Start of Block
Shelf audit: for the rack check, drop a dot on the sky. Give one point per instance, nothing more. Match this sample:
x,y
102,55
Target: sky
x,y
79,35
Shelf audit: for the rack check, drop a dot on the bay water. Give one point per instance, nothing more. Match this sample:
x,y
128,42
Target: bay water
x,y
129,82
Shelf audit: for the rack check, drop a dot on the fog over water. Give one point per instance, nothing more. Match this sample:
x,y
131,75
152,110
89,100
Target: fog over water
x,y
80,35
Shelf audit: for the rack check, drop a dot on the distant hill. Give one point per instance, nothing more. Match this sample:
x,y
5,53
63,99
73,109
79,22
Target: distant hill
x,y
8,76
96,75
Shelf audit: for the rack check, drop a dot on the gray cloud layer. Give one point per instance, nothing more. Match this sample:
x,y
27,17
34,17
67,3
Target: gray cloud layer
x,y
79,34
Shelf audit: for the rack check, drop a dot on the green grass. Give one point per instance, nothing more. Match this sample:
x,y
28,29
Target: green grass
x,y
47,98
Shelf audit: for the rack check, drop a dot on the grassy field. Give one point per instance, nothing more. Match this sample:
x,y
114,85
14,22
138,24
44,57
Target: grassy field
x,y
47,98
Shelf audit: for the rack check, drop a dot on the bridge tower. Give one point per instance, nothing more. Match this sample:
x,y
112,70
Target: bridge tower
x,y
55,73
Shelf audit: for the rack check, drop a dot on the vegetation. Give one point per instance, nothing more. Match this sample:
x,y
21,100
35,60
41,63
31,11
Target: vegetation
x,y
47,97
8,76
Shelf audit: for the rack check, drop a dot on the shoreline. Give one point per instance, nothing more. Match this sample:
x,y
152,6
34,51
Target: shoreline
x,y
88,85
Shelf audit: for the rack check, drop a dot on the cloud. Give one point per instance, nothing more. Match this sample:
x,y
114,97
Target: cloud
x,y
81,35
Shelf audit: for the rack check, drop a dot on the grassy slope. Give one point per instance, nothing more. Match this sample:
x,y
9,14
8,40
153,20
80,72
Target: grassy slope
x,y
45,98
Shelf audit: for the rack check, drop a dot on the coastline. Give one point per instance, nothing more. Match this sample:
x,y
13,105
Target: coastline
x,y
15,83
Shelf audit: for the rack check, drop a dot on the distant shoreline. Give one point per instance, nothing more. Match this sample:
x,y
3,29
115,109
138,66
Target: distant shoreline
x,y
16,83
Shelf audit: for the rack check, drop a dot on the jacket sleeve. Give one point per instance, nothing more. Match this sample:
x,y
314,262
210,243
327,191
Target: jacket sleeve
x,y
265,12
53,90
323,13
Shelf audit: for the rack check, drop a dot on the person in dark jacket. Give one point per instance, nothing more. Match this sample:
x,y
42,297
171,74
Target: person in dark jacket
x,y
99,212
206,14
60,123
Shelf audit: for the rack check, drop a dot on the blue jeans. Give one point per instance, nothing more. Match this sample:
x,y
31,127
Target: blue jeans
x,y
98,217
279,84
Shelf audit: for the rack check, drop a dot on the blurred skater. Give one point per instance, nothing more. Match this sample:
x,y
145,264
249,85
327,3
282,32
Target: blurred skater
End of Block
Brief: Reproduce every line above containing "blurred".

Solution to this exercise:
Shelf audit: for the rack check, drop a dot on the blurred skater. Give one point per instance, nothing more. Match this sample:
Target: blurred skater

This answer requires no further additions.